## PAGINA:
------------

IL GOVERNO E LA FALSA DOTTRINA EUROPEISTA
ANCORA UNA VOLTA, MELONI COMPIE UN’IMPOSTURA: RESTA AGGANCIATA AL CONVOGLIO ANGLO-FRANCO-TEDESCO MA SEMPRE PRONTA A SCARTARE DI LATO
Ancora una volta “troppo zelo”, signora Meloni. Vittima dei soliti “eccessi di compiacenza” di cui si lamentava Talleyrand nel ‘700, la presidente del Consiglio ha riposto una fiducia immotivata nelle bufale paci-finte dell’amico amerikano. “Finalmente si aprono spiragli di pace”, aveva commentato dopo la messinscena agostana di Anchorage, orchestrata dall’impresario Trump insieme al socio Putin. Gli imperi seduti a tavolino, per negoziare il cessate il fuoco in Ucraina: pareva una svolta, invece era diplomazia for dummies. I due autocrati avevano parlato solo di soldi, e mai di soldati (dalle truppe nel Donbass alla forza di interposizione Nato). Era facile immaginarlo, ma la Sorella d’Italia aveva sperato ancora una volta nelle virtù taumaturgiche del falso alleato di Washington, che in realtà condivide col suo alleato vero di Mosca un unico obiettivo: umiliare l’Europa, ridisegnando il nuovo ordine mondiale basato sulla forza.

------------

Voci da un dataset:
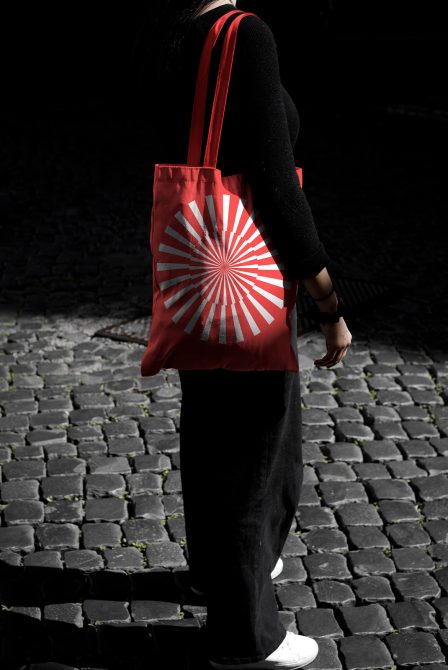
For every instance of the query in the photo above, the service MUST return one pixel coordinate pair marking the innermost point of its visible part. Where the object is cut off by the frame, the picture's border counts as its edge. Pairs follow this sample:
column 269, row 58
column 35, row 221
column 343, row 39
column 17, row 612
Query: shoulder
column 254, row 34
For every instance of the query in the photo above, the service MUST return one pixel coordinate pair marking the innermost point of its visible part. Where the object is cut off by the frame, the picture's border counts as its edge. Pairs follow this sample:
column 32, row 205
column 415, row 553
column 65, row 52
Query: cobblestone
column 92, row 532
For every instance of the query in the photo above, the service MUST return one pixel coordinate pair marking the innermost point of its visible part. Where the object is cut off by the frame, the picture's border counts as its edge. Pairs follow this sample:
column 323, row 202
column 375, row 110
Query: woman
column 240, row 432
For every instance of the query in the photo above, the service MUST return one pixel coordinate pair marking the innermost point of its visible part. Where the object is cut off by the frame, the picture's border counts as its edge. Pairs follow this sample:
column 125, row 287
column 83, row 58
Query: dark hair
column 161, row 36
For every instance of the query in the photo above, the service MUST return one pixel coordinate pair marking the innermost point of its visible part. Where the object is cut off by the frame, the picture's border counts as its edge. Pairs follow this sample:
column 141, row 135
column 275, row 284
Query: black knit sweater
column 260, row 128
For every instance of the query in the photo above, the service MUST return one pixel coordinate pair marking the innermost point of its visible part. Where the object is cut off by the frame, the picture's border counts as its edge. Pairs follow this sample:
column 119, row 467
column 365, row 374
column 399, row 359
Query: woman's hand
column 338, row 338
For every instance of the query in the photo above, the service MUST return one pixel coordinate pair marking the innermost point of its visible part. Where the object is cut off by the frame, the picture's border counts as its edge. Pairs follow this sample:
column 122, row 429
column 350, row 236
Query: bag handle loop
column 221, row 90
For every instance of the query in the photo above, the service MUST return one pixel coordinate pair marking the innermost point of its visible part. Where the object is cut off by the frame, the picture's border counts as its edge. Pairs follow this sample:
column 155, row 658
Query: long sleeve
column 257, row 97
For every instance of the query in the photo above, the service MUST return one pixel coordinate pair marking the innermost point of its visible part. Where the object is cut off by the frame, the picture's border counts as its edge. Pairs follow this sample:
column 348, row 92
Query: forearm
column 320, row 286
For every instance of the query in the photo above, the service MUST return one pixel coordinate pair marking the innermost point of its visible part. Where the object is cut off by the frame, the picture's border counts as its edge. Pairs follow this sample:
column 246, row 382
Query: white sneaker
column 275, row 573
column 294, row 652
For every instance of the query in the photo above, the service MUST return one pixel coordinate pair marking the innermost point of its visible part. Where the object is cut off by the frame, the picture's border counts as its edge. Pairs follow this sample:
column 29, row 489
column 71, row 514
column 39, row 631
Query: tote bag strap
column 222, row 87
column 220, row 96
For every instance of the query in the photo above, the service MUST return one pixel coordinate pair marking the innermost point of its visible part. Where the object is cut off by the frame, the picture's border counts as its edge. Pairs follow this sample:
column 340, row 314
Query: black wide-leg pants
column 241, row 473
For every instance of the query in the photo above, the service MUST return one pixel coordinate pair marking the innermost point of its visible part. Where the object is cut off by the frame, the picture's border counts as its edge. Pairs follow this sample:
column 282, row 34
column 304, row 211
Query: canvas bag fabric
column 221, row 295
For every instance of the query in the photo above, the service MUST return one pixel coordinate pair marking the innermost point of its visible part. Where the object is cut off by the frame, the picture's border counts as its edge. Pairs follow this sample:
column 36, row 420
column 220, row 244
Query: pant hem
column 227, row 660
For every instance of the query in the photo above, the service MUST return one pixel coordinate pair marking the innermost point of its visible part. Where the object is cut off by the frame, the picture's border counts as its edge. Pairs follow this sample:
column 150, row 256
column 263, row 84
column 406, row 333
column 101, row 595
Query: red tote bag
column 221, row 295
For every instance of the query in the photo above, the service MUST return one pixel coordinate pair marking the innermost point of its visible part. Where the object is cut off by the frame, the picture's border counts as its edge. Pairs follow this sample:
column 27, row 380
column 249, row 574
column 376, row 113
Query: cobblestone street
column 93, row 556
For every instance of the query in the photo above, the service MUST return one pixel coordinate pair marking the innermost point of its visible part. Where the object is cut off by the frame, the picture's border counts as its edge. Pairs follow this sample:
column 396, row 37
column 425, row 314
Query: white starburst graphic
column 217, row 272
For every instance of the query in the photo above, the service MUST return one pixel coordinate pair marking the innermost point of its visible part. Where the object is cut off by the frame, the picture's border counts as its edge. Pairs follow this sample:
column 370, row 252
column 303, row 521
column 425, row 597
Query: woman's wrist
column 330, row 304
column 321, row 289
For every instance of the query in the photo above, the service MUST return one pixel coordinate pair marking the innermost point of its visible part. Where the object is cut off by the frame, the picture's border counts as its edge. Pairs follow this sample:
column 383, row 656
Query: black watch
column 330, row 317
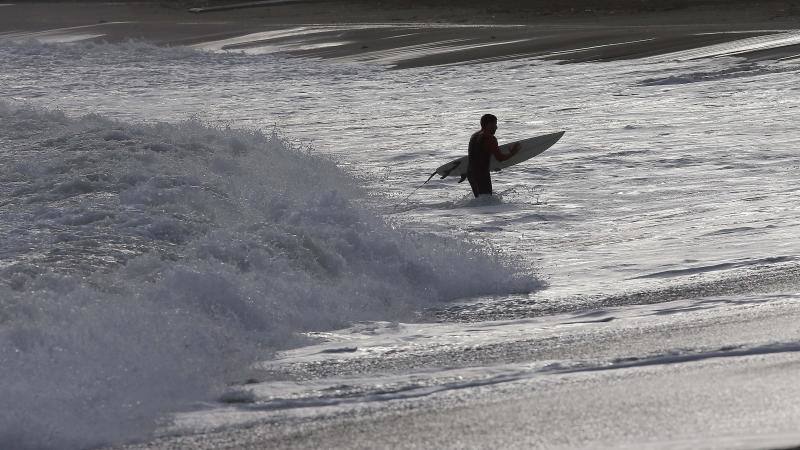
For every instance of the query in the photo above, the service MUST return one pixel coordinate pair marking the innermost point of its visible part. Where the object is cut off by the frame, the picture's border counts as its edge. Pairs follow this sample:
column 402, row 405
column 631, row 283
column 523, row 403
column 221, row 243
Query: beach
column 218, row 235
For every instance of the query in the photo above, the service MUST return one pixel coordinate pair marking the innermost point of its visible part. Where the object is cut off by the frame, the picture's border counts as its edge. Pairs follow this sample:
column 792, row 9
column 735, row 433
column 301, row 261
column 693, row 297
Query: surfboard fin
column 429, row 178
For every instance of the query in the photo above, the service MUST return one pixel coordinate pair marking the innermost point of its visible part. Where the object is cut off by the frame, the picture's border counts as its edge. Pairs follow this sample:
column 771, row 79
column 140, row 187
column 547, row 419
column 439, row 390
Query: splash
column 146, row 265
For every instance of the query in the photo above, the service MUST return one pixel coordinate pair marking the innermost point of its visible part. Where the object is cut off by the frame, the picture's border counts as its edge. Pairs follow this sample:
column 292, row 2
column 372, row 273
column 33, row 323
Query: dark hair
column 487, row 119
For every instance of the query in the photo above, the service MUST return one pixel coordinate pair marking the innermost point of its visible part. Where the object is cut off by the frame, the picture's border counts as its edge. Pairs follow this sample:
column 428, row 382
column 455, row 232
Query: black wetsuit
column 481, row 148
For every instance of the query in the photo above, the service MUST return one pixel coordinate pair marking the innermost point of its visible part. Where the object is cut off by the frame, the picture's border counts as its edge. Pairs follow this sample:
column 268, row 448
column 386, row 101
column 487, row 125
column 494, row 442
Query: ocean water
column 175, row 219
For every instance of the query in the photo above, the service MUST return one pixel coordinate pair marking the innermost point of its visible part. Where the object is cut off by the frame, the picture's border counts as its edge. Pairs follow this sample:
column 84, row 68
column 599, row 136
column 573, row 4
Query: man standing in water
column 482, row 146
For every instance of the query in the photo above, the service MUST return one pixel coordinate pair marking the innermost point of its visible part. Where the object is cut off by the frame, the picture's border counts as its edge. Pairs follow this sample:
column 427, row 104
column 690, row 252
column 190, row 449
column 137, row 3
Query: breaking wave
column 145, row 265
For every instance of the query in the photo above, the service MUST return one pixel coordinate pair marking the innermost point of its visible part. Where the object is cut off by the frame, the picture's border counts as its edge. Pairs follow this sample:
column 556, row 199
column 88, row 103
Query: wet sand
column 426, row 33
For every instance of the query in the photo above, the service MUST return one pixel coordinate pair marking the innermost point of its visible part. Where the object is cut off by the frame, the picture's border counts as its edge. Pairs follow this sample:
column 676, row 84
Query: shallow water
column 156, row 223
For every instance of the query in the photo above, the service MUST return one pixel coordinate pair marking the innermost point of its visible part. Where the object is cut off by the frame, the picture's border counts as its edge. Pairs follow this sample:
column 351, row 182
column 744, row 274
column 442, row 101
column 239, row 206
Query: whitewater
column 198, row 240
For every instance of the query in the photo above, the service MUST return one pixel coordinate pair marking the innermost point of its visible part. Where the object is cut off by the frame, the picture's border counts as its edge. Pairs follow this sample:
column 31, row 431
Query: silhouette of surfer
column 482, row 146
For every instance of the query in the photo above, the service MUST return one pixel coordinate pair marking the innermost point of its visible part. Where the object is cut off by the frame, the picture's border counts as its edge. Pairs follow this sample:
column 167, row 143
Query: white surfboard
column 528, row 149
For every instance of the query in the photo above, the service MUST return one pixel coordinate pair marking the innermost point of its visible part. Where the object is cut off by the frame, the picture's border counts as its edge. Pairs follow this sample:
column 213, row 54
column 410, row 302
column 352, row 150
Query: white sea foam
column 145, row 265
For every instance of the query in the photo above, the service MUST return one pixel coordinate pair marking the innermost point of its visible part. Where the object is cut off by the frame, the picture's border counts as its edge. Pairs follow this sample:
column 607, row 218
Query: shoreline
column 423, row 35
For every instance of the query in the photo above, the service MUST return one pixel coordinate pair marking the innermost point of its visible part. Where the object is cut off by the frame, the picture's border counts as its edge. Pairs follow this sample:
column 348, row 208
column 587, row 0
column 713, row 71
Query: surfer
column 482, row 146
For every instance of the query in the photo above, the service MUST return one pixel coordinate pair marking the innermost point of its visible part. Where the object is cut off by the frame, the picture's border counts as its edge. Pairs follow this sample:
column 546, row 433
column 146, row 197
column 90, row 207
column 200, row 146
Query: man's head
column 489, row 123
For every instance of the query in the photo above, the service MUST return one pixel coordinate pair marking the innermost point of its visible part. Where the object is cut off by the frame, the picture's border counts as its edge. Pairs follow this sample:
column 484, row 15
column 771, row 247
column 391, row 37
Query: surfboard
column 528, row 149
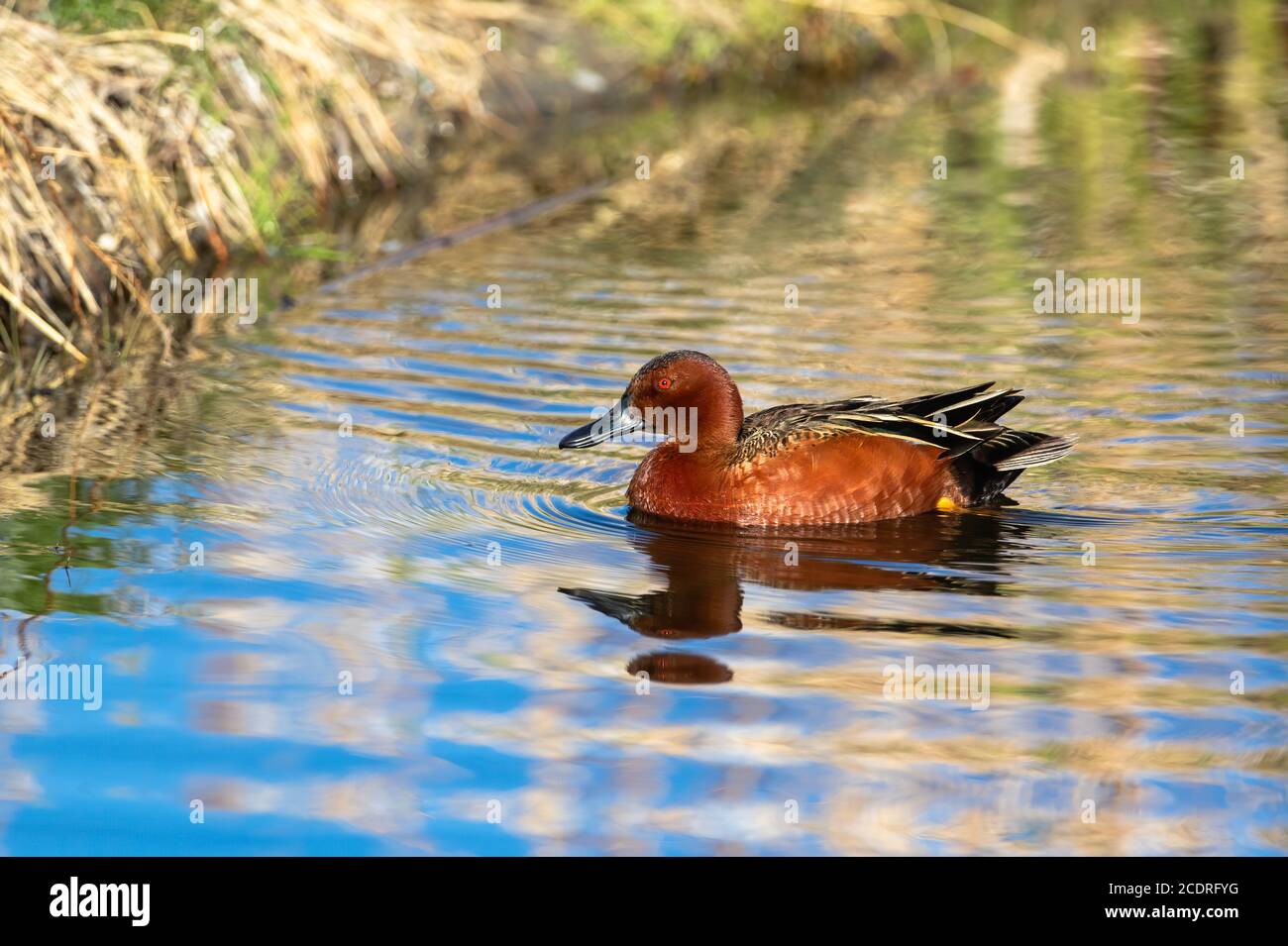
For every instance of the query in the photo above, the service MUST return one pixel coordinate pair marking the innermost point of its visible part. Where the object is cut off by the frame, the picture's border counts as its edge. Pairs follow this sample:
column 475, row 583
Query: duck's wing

------------

## CONSEGNE DELL'ESERCIZIO:
1 - Secondo l'articolo sul governo e la falsa dottrina europeista, in quale luogo si è svolta la messinscena agostana orchestrata da Trump insieme a Putin?
2 - Trascrivi come lista JSON di stringhe, una per riga e senza le righe vuote, le righe dell'elenco dal suo inizio fino alla riga che contiene "column 161, row 36", quest'ultima inclusa. Lascia fuori dalla risposta le immagini.

## SOLUZIONI DELL'ESERCIZIO:
1 - Ad Anchorage.

2 -
[
  "For every instance of the query in the photo above, the service MUST return one pixel coordinate pair marking the innermost point of its visible part. Where the object is cut off by the frame, the picture's border counts as its edge. Pairs follow this sample:",
  "column 269, row 58",
  "column 35, row 221",
  "column 343, row 39",
  "column 17, row 612",
  "Query: shoulder",
  "column 254, row 34",
  "For every instance of the query in the photo above, the service MUST return one pixel coordinate pair marking the innermost point of its visible part. Where the object is cut off by the frame, the picture's border counts as its edge. Pairs follow this sample:",
  "column 32, row 205",
  "column 415, row 553",
  "column 65, row 52",
  "Query: cobblestone",
  "column 92, row 532",
  "For every instance of the query in the photo above, the service MUST return one pixel coordinate pair marking the innermost point of its visible part. Where the object is cut off by the frame, the picture's border counts as its edge. Pairs follow this sample:",
  "column 323, row 202",
  "column 375, row 110",
  "Query: woman",
  "column 240, row 432",
  "For every instance of the query in the photo above, the service MUST return one pixel coordinate pair marking the innermost point of its visible part. Where the object is cut off by the frame, the picture's border counts as its edge. Pairs follow this sample:",
  "column 125, row 287",
  "column 83, row 58",
  "Query: dark hair",
  "column 161, row 36"
]